For some students, school can feel like the furthest thing from a “safe space.” As anyone who has gone through the K-12 system can attest, school is sometimes a site of persistent anxiety and antagonistic social interactions that can follow students from the classroom to the home—especially in the age of social media.

“The way that hate lives with students and the way it can be such a crushing and suffocating force—it becomes all consuming,” says Jason Wallin, associate professor of curriculum and youth culture in the Faculty of Education’s Department of Secondary Education.

“Forget all the other parts of school. I remember enough about being a teenager to remember that much.”

An anti-hate comic project

Hateful attacks are particularly damaging when they are made against a young person’s racial, cultural, gender or sexual identity. The large, instantly accessible audience provided by social media platforms makes things that much worse.

§ **INFORMATION SUPPLIED**
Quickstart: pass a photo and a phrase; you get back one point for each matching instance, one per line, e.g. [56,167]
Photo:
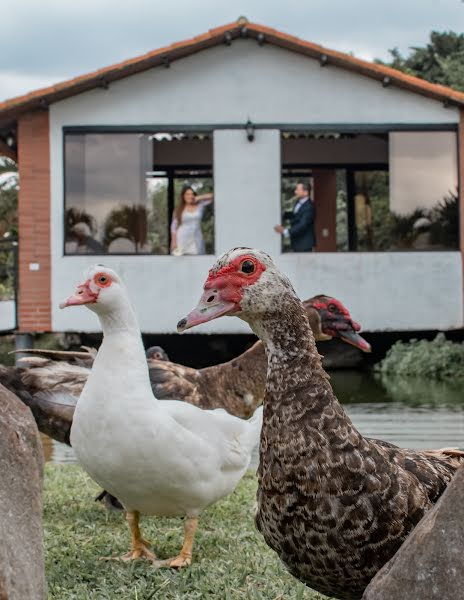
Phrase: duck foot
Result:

§ **EXERCISE DIRECTIONS**
According to the passage on hate in schools, what position does Jason Wallin hold?

§ **RESULT FOR THIS EXERCISE**
He is associate professor of curriculum and youth culture in the Faculty of Education's Department of Secondary Education.